Reproduce the whole of the data exactly.

**** SUPPLIED RECORDS

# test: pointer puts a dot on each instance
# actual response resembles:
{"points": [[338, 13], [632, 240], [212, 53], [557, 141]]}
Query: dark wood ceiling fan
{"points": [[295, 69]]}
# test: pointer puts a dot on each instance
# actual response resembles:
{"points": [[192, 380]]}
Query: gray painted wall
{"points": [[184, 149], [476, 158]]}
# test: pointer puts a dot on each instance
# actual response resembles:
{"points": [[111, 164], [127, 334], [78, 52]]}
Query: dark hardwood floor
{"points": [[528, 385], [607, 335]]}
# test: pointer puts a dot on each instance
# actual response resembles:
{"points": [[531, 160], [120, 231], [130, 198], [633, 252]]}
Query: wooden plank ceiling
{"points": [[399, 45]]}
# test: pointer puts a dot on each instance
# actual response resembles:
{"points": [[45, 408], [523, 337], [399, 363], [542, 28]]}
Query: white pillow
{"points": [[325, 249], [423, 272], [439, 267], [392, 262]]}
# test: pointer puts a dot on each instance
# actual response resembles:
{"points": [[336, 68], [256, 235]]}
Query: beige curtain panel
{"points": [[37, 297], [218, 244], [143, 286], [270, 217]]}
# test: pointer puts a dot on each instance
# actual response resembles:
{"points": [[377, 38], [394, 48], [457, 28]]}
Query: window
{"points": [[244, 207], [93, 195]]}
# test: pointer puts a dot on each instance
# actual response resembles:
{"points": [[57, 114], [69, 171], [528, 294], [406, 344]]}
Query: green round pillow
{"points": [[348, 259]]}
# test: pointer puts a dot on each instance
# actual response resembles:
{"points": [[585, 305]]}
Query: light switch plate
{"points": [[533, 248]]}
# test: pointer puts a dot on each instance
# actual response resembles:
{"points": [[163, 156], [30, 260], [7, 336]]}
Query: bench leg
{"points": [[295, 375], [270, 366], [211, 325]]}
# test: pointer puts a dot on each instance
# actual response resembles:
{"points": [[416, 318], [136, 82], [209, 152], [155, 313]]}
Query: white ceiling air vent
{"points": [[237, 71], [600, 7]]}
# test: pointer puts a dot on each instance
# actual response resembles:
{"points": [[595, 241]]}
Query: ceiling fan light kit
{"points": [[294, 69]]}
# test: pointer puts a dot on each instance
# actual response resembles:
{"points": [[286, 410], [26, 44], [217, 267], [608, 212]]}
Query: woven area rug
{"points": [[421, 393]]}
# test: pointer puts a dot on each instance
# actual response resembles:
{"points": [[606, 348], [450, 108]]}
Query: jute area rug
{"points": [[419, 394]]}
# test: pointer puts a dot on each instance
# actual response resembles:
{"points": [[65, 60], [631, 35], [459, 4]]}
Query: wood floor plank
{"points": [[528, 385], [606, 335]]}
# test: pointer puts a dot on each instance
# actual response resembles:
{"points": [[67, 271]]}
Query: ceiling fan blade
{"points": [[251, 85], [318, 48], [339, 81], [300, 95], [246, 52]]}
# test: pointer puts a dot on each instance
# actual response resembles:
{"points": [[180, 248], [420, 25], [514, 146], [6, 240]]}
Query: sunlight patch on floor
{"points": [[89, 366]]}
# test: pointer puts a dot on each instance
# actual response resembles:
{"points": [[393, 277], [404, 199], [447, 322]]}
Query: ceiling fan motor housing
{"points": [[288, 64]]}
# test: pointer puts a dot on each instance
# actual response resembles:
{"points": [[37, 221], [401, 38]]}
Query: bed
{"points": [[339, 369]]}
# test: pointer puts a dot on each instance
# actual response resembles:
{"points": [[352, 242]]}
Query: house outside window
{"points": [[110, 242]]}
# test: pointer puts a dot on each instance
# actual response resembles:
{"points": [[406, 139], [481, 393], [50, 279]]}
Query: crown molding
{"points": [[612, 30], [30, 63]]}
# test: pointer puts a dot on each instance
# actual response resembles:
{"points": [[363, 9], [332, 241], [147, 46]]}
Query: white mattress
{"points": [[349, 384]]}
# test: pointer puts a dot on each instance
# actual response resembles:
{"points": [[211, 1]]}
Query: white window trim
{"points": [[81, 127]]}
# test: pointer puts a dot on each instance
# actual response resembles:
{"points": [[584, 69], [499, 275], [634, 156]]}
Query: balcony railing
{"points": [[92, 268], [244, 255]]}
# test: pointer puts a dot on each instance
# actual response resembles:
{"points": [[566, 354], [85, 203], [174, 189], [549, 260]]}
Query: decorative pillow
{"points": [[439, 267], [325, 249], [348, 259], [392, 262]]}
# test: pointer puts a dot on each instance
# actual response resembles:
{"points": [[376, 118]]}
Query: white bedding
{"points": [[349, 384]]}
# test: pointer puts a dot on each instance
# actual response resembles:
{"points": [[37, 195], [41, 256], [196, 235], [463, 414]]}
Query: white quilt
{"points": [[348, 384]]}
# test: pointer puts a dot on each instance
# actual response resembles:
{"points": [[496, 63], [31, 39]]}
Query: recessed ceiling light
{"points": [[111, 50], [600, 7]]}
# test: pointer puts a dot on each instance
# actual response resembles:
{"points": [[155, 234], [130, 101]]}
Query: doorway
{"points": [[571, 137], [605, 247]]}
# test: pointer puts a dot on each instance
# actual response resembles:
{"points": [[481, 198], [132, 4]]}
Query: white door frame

********

▶ **OUTPUT BELOW**
# test: pointer puts a dot on each instance
# actual response resembles:
{"points": [[338, 13], [632, 240], [212, 53], [557, 141]]}
Query: dark wood ceiling fan
{"points": [[295, 69]]}
# test: pointer puts a dot on each instance
# actual response resembles:
{"points": [[192, 380]]}
Query: gray painted wall
{"points": [[184, 149], [476, 158]]}
# test: pointer puts a dot on each instance
# actual response resembles:
{"points": [[111, 164], [127, 334], [78, 52]]}
Query: dark hardwood floor
{"points": [[528, 385], [607, 335]]}
# test: pointer puts a dot on each instance
# actual response resembles:
{"points": [[531, 160], [120, 231], [130, 198], [633, 252]]}
Query: wooden plank ceiling
{"points": [[399, 45]]}
# test: pointer puts a dot on each instance
# actual response resembles:
{"points": [[45, 408], [523, 337], [399, 363], [542, 28]]}
Query: white pillow
{"points": [[325, 249], [423, 272], [439, 267], [392, 262]]}
# test: pointer puts a dot on each instance
# actual response resembles:
{"points": [[336, 68], [256, 235]]}
Query: beige curtain panel
{"points": [[37, 297], [218, 244], [143, 286], [270, 217]]}
# test: pointer puts a dot on each instance
# actual response resembles:
{"points": [[377, 38], [394, 48], [457, 28]]}
Query: window
{"points": [[244, 207], [93, 195]]}
# test: pointer puts a dot on each instance
# actual response resembles:
{"points": [[57, 114], [69, 171], [528, 294], [406, 344]]}
Query: green round pillow
{"points": [[348, 259]]}
# test: pointer puts a dot on each instance
# actual response resembles:
{"points": [[585, 305]]}
Query: light switch plate
{"points": [[533, 248]]}
# test: pointer puts a dot on each instance
# actual response resembles:
{"points": [[163, 156], [30, 260], [7, 336]]}
Query: bench leg
{"points": [[295, 375], [270, 366], [211, 325]]}
# test: pointer puts a dot on each instance
# actual response resembles:
{"points": [[416, 318], [136, 82], [209, 152], [155, 313]]}
Query: white ceiling air vent
{"points": [[237, 71], [600, 7]]}
# test: pointer puts a dot on each instance
# actual response resembles:
{"points": [[595, 241]]}
Query: ceiling fan light kit
{"points": [[294, 69]]}
# test: pointer puts a dot on each instance
# actual response resembles:
{"points": [[286, 410], [26, 44], [217, 267], [608, 212]]}
Query: woven area rug
{"points": [[421, 393]]}
# test: pointer puts a dot on each instance
# actual response resembles:
{"points": [[606, 348], [450, 108]]}
Query: jute area rug
{"points": [[419, 394]]}
# test: pointer puts a dot on each instance
# actual response resembles:
{"points": [[65, 60], [631, 35], [459, 4]]}
Query: wood floor plank
{"points": [[528, 385], [606, 335]]}
# test: pointer puts a dot on each instance
# actual response resembles:
{"points": [[67, 271]]}
Query: ceiling fan blade
{"points": [[251, 85], [318, 48], [339, 81], [300, 95], [246, 52]]}
# test: pointer puts a dot on each instance
# actual response resembles:
{"points": [[180, 248], [420, 25], [514, 146], [6, 240]]}
Query: sunlight patch on floor
{"points": [[89, 366]]}
# test: pointer puts a dot on each instance
# actual response resembles:
{"points": [[393, 277], [404, 199], [447, 322]]}
Query: ceiling fan motor housing
{"points": [[288, 64]]}
# test: pointer puts a dot on each instance
# actual response resembles:
{"points": [[37, 221], [401, 38]]}
Query: bed
{"points": [[339, 369]]}
# test: pointer puts a dot on each instance
# actual response resembles:
{"points": [[352, 242]]}
Query: house outside window
{"points": [[110, 242]]}
# test: pointer puts a dot on each instance
# actual response resembles:
{"points": [[406, 139], [481, 393], [50, 279]]}
Query: crown molding
{"points": [[612, 30], [30, 63]]}
# test: pointer puts a dot on each instance
# actual response resembles:
{"points": [[363, 9], [332, 241], [147, 46]]}
Query: white mattress
{"points": [[349, 384]]}
# test: pointer puts a dot on each instance
# actual response resembles:
{"points": [[211, 1]]}
Query: white window trim
{"points": [[81, 127]]}
# test: pointer puts a dot on each instance
# actual response resembles:
{"points": [[584, 69], [499, 275], [634, 156]]}
Query: balcony railing
{"points": [[92, 268], [244, 255]]}
# test: pointer puts a dot on each instance
# actual response resembles:
{"points": [[566, 354], [85, 203], [174, 189], [549, 260]]}
Query: decorative pillow
{"points": [[439, 267], [325, 249], [348, 259], [392, 262]]}
# test: pointer puts a dot on each instance
# actual response resembles:
{"points": [[376, 118]]}
Query: white bedding
{"points": [[349, 384]]}
# test: pointer puts a dot on each instance
# actual response resembles:
{"points": [[37, 195], [41, 256], [196, 235], [463, 414]]}
Query: white quilt
{"points": [[348, 384]]}
# test: pointer puts a dot on each instance
# actual response resembles:
{"points": [[496, 63], [31, 39]]}
Query: recessed ceiling light
{"points": [[111, 50], [600, 7]]}
# test: pointer puts a dot on each instance
# actual response resembles:
{"points": [[155, 234], [130, 101]]}
Query: doorway
{"points": [[571, 137], [605, 247]]}
# test: pointer puts a dot on each instance
# actual response resembles:
{"points": [[481, 198], [132, 4]]}
Query: white door frame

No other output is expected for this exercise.